WORK ORDER:
Every record listed below should be copied exactly.

Region pointing data:

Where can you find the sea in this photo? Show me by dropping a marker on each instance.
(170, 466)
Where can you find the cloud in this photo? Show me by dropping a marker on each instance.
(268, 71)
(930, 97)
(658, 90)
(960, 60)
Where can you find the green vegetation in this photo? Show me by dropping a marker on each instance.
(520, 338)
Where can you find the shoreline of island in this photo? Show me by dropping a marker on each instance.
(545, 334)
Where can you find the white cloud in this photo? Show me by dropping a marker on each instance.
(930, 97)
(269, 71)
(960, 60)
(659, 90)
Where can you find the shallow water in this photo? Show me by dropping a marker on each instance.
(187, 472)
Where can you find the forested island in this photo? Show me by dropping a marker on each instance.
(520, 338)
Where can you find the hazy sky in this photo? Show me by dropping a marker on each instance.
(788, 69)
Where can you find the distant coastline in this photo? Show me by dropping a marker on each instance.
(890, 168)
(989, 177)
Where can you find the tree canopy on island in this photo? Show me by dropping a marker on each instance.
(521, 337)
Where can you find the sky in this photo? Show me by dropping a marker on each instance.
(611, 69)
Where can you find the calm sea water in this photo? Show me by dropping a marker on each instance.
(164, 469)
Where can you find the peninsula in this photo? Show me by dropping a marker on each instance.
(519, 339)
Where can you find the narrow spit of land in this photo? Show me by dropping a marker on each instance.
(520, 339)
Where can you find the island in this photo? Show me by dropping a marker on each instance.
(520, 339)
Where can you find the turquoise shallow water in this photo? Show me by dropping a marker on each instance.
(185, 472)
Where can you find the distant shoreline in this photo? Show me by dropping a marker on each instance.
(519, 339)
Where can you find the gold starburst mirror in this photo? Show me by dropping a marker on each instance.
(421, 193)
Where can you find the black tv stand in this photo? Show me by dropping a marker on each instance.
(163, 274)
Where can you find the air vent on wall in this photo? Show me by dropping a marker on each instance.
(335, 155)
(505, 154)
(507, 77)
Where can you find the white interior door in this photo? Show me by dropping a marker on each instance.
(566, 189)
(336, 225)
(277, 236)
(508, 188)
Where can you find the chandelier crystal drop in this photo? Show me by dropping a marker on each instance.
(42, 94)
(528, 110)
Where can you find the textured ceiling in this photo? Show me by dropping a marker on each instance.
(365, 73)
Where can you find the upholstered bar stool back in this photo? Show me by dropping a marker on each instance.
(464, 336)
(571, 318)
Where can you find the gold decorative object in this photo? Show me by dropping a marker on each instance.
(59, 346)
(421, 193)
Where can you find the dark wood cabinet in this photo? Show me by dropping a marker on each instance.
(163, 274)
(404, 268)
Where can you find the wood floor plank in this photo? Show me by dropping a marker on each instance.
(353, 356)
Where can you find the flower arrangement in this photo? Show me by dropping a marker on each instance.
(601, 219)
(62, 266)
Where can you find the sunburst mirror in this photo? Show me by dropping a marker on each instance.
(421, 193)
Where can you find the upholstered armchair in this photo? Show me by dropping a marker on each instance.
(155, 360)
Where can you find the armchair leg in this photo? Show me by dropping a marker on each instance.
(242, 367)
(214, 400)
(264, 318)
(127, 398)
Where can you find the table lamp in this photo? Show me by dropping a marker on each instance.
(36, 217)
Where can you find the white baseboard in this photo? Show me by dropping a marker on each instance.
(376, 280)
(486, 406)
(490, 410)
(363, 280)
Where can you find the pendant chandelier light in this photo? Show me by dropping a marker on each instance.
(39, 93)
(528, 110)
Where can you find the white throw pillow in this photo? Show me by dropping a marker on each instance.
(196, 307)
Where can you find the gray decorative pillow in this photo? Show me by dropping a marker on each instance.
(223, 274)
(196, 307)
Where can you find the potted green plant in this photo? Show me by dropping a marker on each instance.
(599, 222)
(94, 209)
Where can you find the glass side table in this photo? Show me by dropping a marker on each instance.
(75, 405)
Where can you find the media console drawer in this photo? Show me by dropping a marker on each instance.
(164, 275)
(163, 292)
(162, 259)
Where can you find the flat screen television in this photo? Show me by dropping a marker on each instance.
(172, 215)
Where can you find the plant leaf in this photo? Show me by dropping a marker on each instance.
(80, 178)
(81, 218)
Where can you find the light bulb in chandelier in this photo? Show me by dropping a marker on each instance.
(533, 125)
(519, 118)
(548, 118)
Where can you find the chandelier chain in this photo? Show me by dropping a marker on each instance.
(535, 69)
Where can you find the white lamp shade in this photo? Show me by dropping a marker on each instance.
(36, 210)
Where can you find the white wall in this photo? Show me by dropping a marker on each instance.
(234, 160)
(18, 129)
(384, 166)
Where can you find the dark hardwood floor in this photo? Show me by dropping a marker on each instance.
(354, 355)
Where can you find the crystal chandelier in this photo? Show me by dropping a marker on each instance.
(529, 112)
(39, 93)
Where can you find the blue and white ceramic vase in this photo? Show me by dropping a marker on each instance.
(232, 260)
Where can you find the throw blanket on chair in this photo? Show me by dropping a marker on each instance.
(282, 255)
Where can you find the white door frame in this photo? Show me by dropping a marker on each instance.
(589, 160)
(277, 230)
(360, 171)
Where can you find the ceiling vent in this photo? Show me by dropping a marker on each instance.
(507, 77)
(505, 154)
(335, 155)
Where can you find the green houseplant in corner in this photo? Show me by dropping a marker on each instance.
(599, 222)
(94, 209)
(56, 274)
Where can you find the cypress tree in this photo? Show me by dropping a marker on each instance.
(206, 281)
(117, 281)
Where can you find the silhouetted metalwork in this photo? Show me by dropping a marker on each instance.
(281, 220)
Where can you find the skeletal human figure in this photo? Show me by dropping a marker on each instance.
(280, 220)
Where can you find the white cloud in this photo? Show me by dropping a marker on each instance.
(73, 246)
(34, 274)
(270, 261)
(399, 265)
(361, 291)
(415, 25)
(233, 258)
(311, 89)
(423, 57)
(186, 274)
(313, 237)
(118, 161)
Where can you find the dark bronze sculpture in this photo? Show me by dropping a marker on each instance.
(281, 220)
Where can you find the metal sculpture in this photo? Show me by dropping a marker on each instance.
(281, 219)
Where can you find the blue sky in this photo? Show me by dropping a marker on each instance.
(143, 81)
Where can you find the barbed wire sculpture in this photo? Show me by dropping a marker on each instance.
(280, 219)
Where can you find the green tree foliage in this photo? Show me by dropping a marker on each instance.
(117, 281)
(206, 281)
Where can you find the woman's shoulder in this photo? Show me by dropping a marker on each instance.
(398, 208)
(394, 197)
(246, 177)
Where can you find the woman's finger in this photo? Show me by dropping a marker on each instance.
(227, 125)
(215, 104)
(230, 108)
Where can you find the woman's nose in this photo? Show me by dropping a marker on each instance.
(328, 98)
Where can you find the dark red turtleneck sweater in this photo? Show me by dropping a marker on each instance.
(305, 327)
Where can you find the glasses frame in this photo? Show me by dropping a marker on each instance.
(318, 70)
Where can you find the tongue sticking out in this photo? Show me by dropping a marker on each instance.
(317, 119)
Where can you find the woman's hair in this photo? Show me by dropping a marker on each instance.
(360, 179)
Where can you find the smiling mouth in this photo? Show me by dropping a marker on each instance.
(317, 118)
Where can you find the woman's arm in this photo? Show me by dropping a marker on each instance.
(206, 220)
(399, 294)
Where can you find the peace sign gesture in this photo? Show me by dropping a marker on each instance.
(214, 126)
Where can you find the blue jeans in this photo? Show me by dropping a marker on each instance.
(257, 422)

FINISHED TASK:
Where can you find the sea in this photo? Show me by dropping a marker on each instance.
(170, 466)
Where can you find the cloud in this photo? Show me by dropping a marker on each instance.
(268, 71)
(930, 97)
(658, 90)
(960, 60)
Where can you find the green vegetation in this photo? Show me by dropping a marker on each instance.
(520, 338)
Where can you find the shoreline of island in this photo? Show me by dropping a marker on each instance.
(545, 334)
Where can you find the white cloud in this photo? Show me by dropping a marker on each instance.
(930, 97)
(269, 71)
(960, 60)
(659, 90)
Where can you find the shallow water in this photo? Show me by dropping a marker on each instance.
(187, 472)
Where can you find the forested island in this photo? Show me by dropping a marker on each instance.
(520, 338)
Where can you find the hazy sky in this photo? Show me by dropping a marker on each instance.
(788, 69)
Where can you find the distant coastline in this photo? Show me by dropping a marker on each instance.
(890, 168)
(989, 177)
Where can you find the tree canopy on island in this photo? Show me by dropping a marker on each instance.
(521, 337)
Where can you find the sky in this photo? Show me by dropping a marker on each instance.
(611, 69)
Where can you find the calm sea water in this photo? Show me by dropping a marker on each instance.
(164, 469)
Where can you find the peninsula in this photo? Show me by dropping a marker on each instance.
(519, 339)
Where can you find the narrow spit of land in this photo? Show me by dropping a marker on each instance.
(520, 339)
Where can you find the island in this photo? Show me by dropping a marker on each instance.
(520, 339)
Where can you find the turquoise shallow water in this photo? Show me by dropping a marker on each instance.
(185, 472)
Where can you find the distant shoreline in this photo? Show me by dropping a marker on each instance.
(519, 339)
Where can you find the gold starburst mirror in this photo? Show me by dropping a marker on each instance.
(421, 193)
Where can you find the black tv stand in this photo? Show me by dropping a marker on each instance.
(163, 274)
Where can you find the air vent on wall in this photo? Show me by dropping a marker on each instance.
(335, 155)
(505, 154)
(507, 77)
Where can you find the white interior door in this photo? Show me by dropping a marker on each instance.
(566, 189)
(336, 225)
(277, 236)
(508, 188)
Where can you find the chandelier crystal drop in this photo? Show me by dropping a marker on each instance.
(42, 94)
(528, 110)
Where can you find the textured ceiling in this photo? Show me by dropping a marker on each instance.
(365, 73)
Where can you find the upholstered bar stool back in this photo? Show me by dropping a marker on each instance.
(464, 336)
(571, 318)
Where can you find the gold decorative object in this photo? Show me by dropping a marker on each instance.
(59, 346)
(421, 193)
Where can you find the dark wood cabinet in this photo? Show me by dropping a marker on each instance.
(163, 274)
(404, 268)
Where can you find the wood floor plank in this photo? Show me by dropping a marker on each instance.
(353, 356)
Where can you find the flower arrangement in this photo? Show me by dropping a marker on each instance.
(601, 219)
(62, 266)
Where can you find the sunburst mirror in this photo? Show me by dropping a marker on each instance.
(421, 193)
Where can you find the upholstered armchair in this photo? Show me by dropping a marker on each instance.
(155, 360)
Where can you find the armchair leg in this photo? Show me by dropping a marker on each instance.
(242, 367)
(214, 400)
(264, 318)
(127, 398)
Where can you find the table lamp in this photo? Show me by dropping a marker on each instance.
(36, 217)
Where can you find the white baseboard in this photo? Show me by dropping a marker on each instance.
(376, 280)
(486, 406)
(490, 410)
(363, 280)
Where can you find the pendant chandelier light in this photo? Show me by dropping a marker on each instance.
(39, 93)
(528, 110)
Where can you find the white throw pillow in this photo? Show me by dropping a marker on each instance.
(196, 307)
Where can you find the gray decorative pillow in this photo? Show me by dropping a marker on each instance.
(223, 274)
(196, 307)
Where can you find the potted green plant in this photo? Show me by dropping a marker on each instance.
(599, 222)
(94, 209)
Where can you find the glass side table in this photo? Show me by dropping a marker on each instance.
(75, 405)
Where can you find the media console drawer in this photo? Show me by dropping a marker on each instance.
(164, 275)
(163, 292)
(162, 259)
Where can you find the flat screen television in this photo? Show me by dropping a marker on each instance.
(172, 215)
Where can you find the plant leaf in this photo? Show me by dropping a marker on each instance.
(80, 178)
(81, 218)
Where can you find the light bulb in chandelier in this photo? Show me by dropping a marker on each instance.
(533, 125)
(519, 118)
(548, 118)
Where can you find the chandelier chain in this photo? Show me by dropping a marker on each instance.
(535, 69)
Where can you find the white lamp shade in this photo? Show me by dropping a marker on each instance.
(36, 210)
Where can you find the white wall in this photo? Show me by dropping a marker on each instance.
(234, 160)
(18, 129)
(384, 166)
Where can you find the dark hardwood floor in this photo? Show me by dropping a marker on each instance.
(354, 355)
Where can you find the crystal chandelier in this photo? Show me by dropping a marker on each instance.
(529, 112)
(39, 93)
Where can you find the blue and white ceramic vase in this photo? Show me by dropping a marker on each instance.
(232, 260)
Where can you find the throw blanket on chair in this photo? Show me by dropping a marker on each instance.
(282, 255)
Where can you find the white door frame in this photo? Show me by dropping a marker on each instance.
(589, 160)
(277, 230)
(360, 171)
Where can you find the ceiling vent in this photo? Show me by dropping a marker on each instance.
(507, 77)
(505, 154)
(335, 155)
Where can you find the green houseplant in corner in this photo? Show me by dropping a marker on each instance.
(599, 222)
(94, 209)
(56, 274)
Where can you find the cypress tree in this photo? Show me by dropping a marker on each instance.
(206, 281)
(117, 281)
Where can you find the silhouetted metalwork in this photo? Show me by dropping a marker on each instance.
(281, 220)
Where can you find the skeletal human figure in this photo? Show me by dropping a marker on each instance.
(280, 220)
Where can you find the white cloud in this photo? Show me by dropping a marker on each instance.
(73, 246)
(34, 274)
(270, 261)
(399, 265)
(361, 291)
(415, 25)
(233, 258)
(311, 89)
(423, 57)
(186, 274)
(313, 237)
(118, 161)
Where can you find the dark bronze sculpture in this photo? Show me by dropping a marker on each instance.
(281, 220)
Where can you find the metal sculpture in this photo? Show me by dropping a marker on each instance.
(281, 219)
Where can you find the blue sky in this photo? Show me by dropping a marker on each instance.
(143, 81)
Where can you find the barbed wire sculpture in this photo? Show me by dropping a marker on each instance.
(280, 219)
Where can you find the green tree foliage in this photo? Show me by dropping a marker on each instance.
(117, 281)
(206, 281)
Where can you find the woman's shoulder in this photo? Show me by dropping a marker on each instance.
(398, 208)
(394, 197)
(246, 177)
Where can you find the woman's finger in this photo? Show me by dropping a marker on each instance.
(227, 125)
(215, 104)
(230, 108)
Where can you find the woman's nose in this photo? Show me by dropping a marker on each instance.
(328, 98)
Where can you find the dark red turtleneck sweater in this photo? Show me by dropping a marker on each instance.
(305, 327)
Where can you find the glasses frame in this photo? Show me by dropping a marker on each instance.
(318, 70)
Where can you find the tongue sticking out in this photo? Show me by dropping a marker on each instance.
(317, 119)
Where can you find the woman's hair in this photo? Show me by dropping a marker on each instance.
(360, 179)
Where can you find the smiling mouth in this photo? Show me by dropping a marker on each instance.
(317, 118)
Where can you find the woman's arm in this photo? Show me by dropping a marker on each instance.
(206, 220)
(399, 294)
Where can you find the peace sign gesture in this photo? Show me by dropping a marker on each instance.
(214, 126)
Where can you find the blue jeans in this photo? Show me by dropping a marker on each instance.
(257, 422)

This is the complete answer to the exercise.